## DIRECTIONS
Take the part of the records that starts with the line containing "Tag a single point on each instance of the overhead" and runs to the end of the records. Swap "copper" for "bronze" there, and give back only those lines with everything else unchanged.

begin

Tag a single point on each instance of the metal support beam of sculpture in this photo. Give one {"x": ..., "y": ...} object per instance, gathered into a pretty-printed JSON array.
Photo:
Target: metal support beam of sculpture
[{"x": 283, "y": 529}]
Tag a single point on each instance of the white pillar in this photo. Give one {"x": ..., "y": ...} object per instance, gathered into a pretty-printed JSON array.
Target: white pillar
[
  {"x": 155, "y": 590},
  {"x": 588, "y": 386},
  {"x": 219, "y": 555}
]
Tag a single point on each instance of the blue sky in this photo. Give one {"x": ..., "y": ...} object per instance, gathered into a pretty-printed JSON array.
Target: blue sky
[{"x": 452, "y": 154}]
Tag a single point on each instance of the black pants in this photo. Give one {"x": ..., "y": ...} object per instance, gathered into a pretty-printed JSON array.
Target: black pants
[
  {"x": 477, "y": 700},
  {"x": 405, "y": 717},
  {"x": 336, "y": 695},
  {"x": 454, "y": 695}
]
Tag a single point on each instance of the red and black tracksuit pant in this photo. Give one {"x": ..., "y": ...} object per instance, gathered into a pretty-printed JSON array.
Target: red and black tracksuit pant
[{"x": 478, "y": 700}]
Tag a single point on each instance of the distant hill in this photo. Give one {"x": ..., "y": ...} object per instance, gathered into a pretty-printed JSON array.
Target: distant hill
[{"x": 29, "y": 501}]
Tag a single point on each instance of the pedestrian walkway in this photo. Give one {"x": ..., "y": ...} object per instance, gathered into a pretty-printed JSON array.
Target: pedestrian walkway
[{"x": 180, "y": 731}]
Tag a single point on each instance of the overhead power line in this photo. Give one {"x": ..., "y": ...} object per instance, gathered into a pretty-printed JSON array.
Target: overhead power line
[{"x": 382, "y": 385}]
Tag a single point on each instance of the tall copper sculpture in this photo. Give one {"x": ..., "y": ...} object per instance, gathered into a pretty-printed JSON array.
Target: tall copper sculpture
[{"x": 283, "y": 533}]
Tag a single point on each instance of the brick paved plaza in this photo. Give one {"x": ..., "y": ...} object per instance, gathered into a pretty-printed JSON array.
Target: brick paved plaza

end

## FINISHED EXERCISE
Tag a single point on each instance of the overhead power line in this photo. Give one {"x": ..., "y": ...} object per instance, gathered into a pretty-printed JSON array.
Target: overhead power line
[{"x": 382, "y": 385}]
Tag a single point on each instance of the tall bronze sculpture in this photo. Give one {"x": ..., "y": ...} object per instance, gathered into a pretty-printed JSON array.
Target: tall bronze sculpture
[{"x": 283, "y": 533}]
Tag a single point on each instance of the brick paved plaza in this photo. Give one {"x": ..., "y": ...} object per instance, gathered into a pretty-printed JSON array.
Target: brick paved plaza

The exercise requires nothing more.